Вспомним «Евгения Онегина»: «Служив отлично-благородно / Долгами жил его отец / Давал три бала ежегодно / И промотался наконец» (Пушкин А. С. Собр. соч.: В 10 т. Т. IV. М., 1981. С. 7). // В беседах главных героев повести В. А. Соллогуба «Тарантас» Ивана Васильевича и Василия Ивановича неоднократно повторяются слова о болезни русского дворянства — так называемой «жизни сверх состояния»: «Кажется, что наши дворяне ищут нищеты. У нас дворянская роскошь придумала множество таких требований, которые сделались необходимыми, как хлеб и вода; например, толпу слуг, лакеев в ливреях, толстого дворецкого, буфетчиков и прочей сволочи от двадцати до сорока человек, большие квартиры с гостиными, столовыми, кабинетами, экипажами в четыре лошади, ложи, наряды, кареты, — словом, можно сказать, что в Петербурге роскошь составляет первую жизненную потребность. Там сперва думают о ненужном, а уж потом о необходимом. Зато и каждый день дворянские имения продаются с молотка» (Соллогуб В. А. Три повести. М., 1978. С. 162). // Из «Анны Карениной» Л. Н. Толстого приведем диалог Степана Аркадьевича Облонского и Бартнянского о деньгах. // «— Деньги нужны, жить нечем. // — Живешь же? // — Живу, но долги. // — Что ты? Много? — с соболезнованием сказал Бартнянский. // — Очень много, тысяч двадцать. // Бартнянский весело расхохотался. // — О, счастливый человек! — сказал он. — У меня полтора миллиона и ничего нет, и, как видишь, жить еще можно!» (Толстой Л. Н. Собр. соч.: В 22 т. Т. 9. М., 1982. С. 321–322). // Об этой же дворянской «болезни» вспоминает и А. И. Герцен в «Былом и думах»: «Отец мой провел лет двенадцать за границей, брат его — еще дольше; они хотели устроить какую-то жизнь на иностранный манер без больших трат и с сохранением всех русских удобств. Жизнь не устроивалась, оттого ли, что они не умели сладить, оттого ли, что помещичья натура брала верх над иностранными привычками?» (Герцен А. И. Былое и думы. М., 1969. С. 34).

> **Цель задания**:
Какую сумму своих долгов называет Облонский в разговоре с Бартнянским, который приводится в отрывке? Для ответа пользуйтесь только приведённым отрывком.

> **Сохранённые данные**:

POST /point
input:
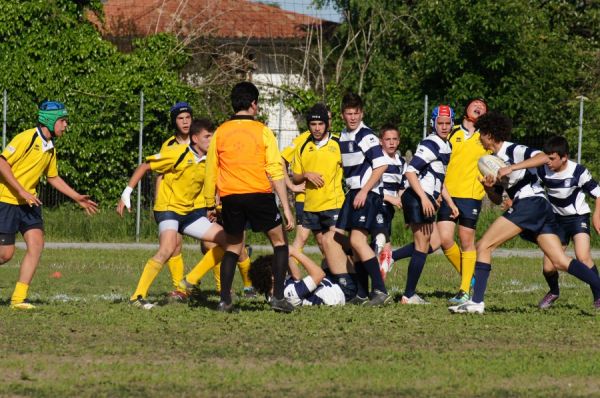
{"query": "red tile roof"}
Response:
(215, 18)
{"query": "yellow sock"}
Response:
(176, 267)
(244, 267)
(453, 255)
(20, 293)
(210, 259)
(151, 270)
(468, 262)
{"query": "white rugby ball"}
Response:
(489, 165)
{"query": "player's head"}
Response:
(261, 274)
(244, 95)
(475, 108)
(317, 119)
(201, 131)
(389, 138)
(557, 149)
(53, 115)
(493, 128)
(442, 120)
(181, 117)
(352, 110)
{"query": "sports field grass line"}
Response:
(513, 252)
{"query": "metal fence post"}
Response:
(139, 198)
(425, 116)
(4, 108)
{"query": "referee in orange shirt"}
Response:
(244, 165)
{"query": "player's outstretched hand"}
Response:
(315, 178)
(87, 204)
(31, 200)
(121, 206)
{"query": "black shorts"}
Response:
(259, 209)
(534, 216)
(413, 210)
(369, 217)
(18, 218)
(299, 207)
(569, 226)
(469, 210)
(320, 220)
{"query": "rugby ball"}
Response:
(489, 165)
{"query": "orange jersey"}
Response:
(243, 157)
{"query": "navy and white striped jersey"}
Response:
(522, 183)
(393, 178)
(306, 292)
(429, 163)
(566, 189)
(361, 153)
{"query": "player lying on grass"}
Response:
(530, 215)
(26, 158)
(313, 289)
(566, 184)
(183, 169)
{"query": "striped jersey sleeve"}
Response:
(566, 189)
(429, 163)
(361, 153)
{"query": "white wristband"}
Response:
(126, 196)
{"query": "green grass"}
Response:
(83, 340)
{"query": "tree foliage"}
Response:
(529, 59)
(48, 50)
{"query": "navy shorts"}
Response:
(183, 220)
(412, 209)
(259, 209)
(469, 210)
(369, 217)
(299, 207)
(569, 226)
(320, 220)
(18, 218)
(534, 216)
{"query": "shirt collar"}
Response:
(47, 144)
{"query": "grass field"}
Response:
(84, 340)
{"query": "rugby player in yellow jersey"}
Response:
(464, 186)
(181, 119)
(29, 156)
(318, 163)
(183, 169)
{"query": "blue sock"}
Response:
(552, 280)
(580, 271)
(372, 267)
(482, 272)
(415, 267)
(362, 280)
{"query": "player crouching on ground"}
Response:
(183, 170)
(313, 289)
(530, 214)
(25, 159)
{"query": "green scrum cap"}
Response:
(50, 112)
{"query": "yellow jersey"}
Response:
(462, 174)
(183, 173)
(325, 158)
(288, 154)
(30, 156)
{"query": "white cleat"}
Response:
(469, 307)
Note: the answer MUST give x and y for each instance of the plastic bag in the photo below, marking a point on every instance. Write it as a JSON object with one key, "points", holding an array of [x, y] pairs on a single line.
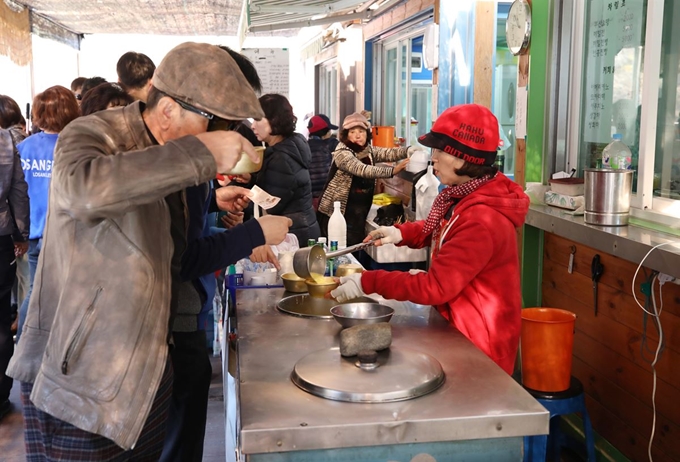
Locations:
{"points": [[427, 189]]}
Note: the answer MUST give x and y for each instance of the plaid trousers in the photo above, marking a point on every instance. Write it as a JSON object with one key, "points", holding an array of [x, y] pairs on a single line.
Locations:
{"points": [[50, 439]]}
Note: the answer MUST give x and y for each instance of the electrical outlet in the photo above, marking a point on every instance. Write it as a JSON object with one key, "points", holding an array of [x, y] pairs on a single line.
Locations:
{"points": [[663, 278]]}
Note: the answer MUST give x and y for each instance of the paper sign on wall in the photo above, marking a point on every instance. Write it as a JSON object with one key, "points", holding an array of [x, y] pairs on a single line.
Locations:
{"points": [[272, 66]]}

> **Ответ к заданию**:
Облонский называет долги примерно в двадцать тысяч.